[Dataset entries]
=== Begin Enclosure ===

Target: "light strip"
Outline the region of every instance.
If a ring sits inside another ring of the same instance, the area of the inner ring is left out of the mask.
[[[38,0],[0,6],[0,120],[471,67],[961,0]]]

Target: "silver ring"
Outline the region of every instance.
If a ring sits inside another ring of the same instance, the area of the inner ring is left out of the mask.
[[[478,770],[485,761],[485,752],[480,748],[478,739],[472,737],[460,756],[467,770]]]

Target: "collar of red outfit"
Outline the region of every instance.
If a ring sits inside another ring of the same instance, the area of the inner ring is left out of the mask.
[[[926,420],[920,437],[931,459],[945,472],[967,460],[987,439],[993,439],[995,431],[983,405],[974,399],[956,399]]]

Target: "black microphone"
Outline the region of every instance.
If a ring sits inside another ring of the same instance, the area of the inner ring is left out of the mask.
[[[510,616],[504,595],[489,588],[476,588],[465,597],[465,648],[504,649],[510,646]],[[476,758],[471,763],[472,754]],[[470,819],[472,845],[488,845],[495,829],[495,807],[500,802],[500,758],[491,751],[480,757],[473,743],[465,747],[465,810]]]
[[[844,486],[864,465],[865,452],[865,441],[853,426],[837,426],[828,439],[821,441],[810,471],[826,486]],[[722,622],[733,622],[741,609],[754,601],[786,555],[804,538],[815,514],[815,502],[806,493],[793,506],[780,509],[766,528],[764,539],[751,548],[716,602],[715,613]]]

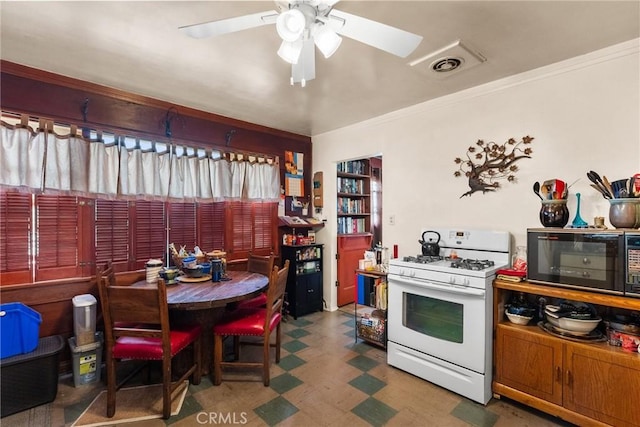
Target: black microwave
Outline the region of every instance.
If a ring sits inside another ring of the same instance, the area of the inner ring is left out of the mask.
[[[627,231],[625,238],[625,295],[640,297],[640,231]]]
[[[624,294],[625,255],[622,231],[527,230],[527,279],[533,283]]]

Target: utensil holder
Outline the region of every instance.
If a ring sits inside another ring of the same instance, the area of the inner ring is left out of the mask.
[[[609,199],[609,222],[615,228],[640,227],[640,199]]]
[[[564,227],[569,222],[569,208],[566,199],[543,200],[540,208],[540,222],[545,227]]]

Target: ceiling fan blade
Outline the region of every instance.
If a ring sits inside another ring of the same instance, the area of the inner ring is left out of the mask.
[[[333,9],[328,17],[338,34],[401,58],[407,57],[422,41],[417,34],[340,10]]]
[[[313,39],[306,39],[297,64],[291,64],[291,84],[300,83],[302,87],[316,78],[316,50]]]
[[[185,25],[184,27],[180,27],[179,30],[188,36],[201,39],[204,37],[214,37],[222,34],[234,33],[236,31],[248,30],[249,28],[260,27],[262,25],[274,24],[277,17],[278,12],[275,10],[268,10],[266,12],[238,16],[236,18],[221,19],[220,21]]]

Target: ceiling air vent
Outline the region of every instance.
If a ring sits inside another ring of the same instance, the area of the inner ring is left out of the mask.
[[[430,75],[447,77],[486,61],[478,52],[462,44],[460,40],[438,49],[409,63],[410,66],[426,70]]]

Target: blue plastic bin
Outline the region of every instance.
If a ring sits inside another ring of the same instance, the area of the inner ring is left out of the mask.
[[[35,350],[41,323],[40,313],[20,302],[0,304],[0,359]]]

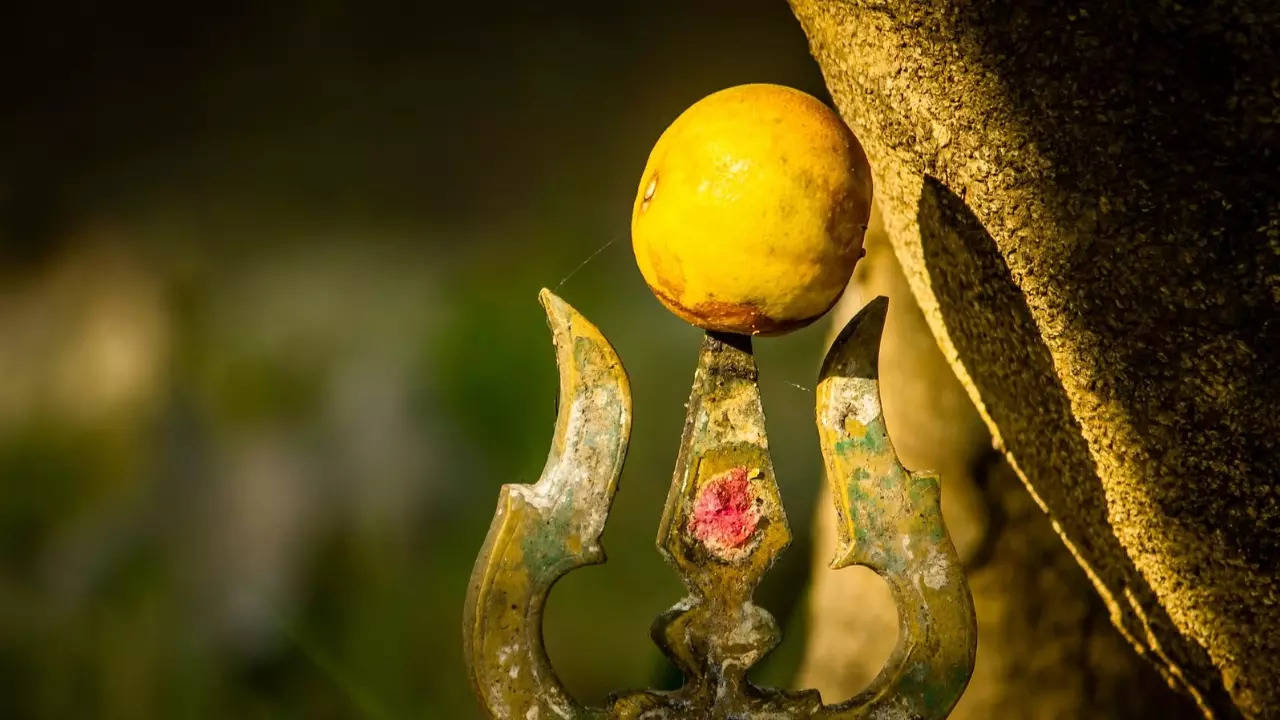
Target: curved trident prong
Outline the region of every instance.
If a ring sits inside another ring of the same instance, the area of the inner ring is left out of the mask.
[[[600,534],[631,436],[631,386],[613,346],[549,290],[538,298],[560,371],[555,435],[537,483],[502,486],[463,617],[472,685],[502,720],[599,716],[551,668],[542,609],[561,576],[604,562]]]
[[[973,598],[939,507],[938,478],[907,471],[880,408],[880,335],[888,298],[845,325],[822,363],[818,438],[835,500],[831,566],[865,565],[889,584],[898,644],[836,718],[945,718],[969,684],[978,631]]]
[[[499,720],[935,720],[973,669],[973,603],[938,507],[938,481],[898,462],[880,410],[877,356],[887,300],[858,313],[832,345],[818,385],[818,431],[839,514],[833,566],[888,581],[898,646],[851,700],[758,688],[747,672],[778,642],[751,602],[790,542],[765,436],[750,338],[708,333],[694,373],[658,547],[689,595],[653,635],[685,676],[674,692],[614,696],[586,708],[564,690],[542,645],[551,585],[602,562],[600,534],[631,420],[627,378],[593,325],[542,291],[560,367],[556,435],[537,484],[505,485],[467,598],[464,649],[485,709]]]

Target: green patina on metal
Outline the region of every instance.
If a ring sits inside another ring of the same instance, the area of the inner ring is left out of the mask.
[[[817,420],[839,518],[834,568],[866,565],[899,608],[898,646],[856,697],[825,704],[814,690],[759,688],[750,668],[779,642],[752,595],[791,541],[765,434],[751,340],[708,333],[694,373],[658,549],[686,597],[653,639],[684,675],[671,692],[578,704],[542,646],[542,609],[562,575],[603,562],[600,535],[630,432],[631,396],[613,348],[568,304],[543,291],[560,367],[556,433],[541,479],[503,486],[472,575],[464,650],[472,682],[500,720],[634,718],[781,720],[944,718],[973,670],[976,630],[937,479],[908,472],[880,410],[876,358],[887,301],[858,314],[832,345]]]
[[[565,691],[542,644],[551,585],[604,561],[600,535],[631,432],[631,389],[613,347],[548,291],[560,370],[556,429],[542,477],[504,485],[476,561],[463,617],[472,685],[495,718],[591,718]]]

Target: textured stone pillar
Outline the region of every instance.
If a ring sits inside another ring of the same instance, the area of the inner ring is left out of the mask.
[[[871,297],[890,298],[881,389],[894,446],[942,477],[947,528],[965,561],[978,614],[978,662],[953,720],[1199,717],[1107,620],[1084,571],[1054,533],[938,350],[884,232],[837,310],[836,325]],[[800,686],[827,699],[858,691],[895,640],[888,589],[863,568],[832,572],[834,513],[818,508],[808,653]]]
[[[1280,11],[792,7],[932,335],[1111,621],[1206,715],[1280,717]]]

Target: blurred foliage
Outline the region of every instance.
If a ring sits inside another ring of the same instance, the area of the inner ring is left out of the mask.
[[[589,701],[648,626],[697,332],[630,257],[650,144],[724,86],[822,95],[785,3],[30,5],[3,51],[0,717],[463,718],[461,604],[554,415],[536,302],[637,398],[610,561],[552,595]],[[824,329],[758,343],[802,637]]]

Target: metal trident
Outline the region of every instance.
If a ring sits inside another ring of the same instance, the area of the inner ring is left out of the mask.
[[[898,644],[856,697],[824,704],[816,690],[759,688],[747,671],[779,641],[751,602],[791,541],[765,437],[751,339],[708,332],[694,373],[658,549],[689,594],[653,626],[684,674],[671,692],[631,691],[584,707],[556,677],[542,643],[551,586],[604,562],[600,535],[627,451],[631,391],[612,346],[547,290],[560,370],[555,438],[541,479],[504,485],[476,559],[463,625],[471,681],[499,720],[945,718],[969,682],[973,601],[938,505],[938,479],[904,469],[880,409],[878,354],[888,300],[862,309],[832,344],[817,389],[817,423],[838,516],[832,567],[865,565],[888,582]]]

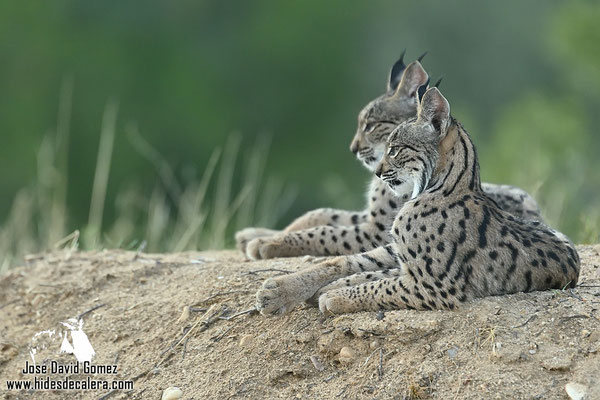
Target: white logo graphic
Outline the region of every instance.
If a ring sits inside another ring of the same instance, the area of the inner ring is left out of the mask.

=== End Enclosure ===

PROBLEM:
Work out how many lines in the records above contain the word "metal", and reply with that number alone.

RESULT OF THIS TASK:
2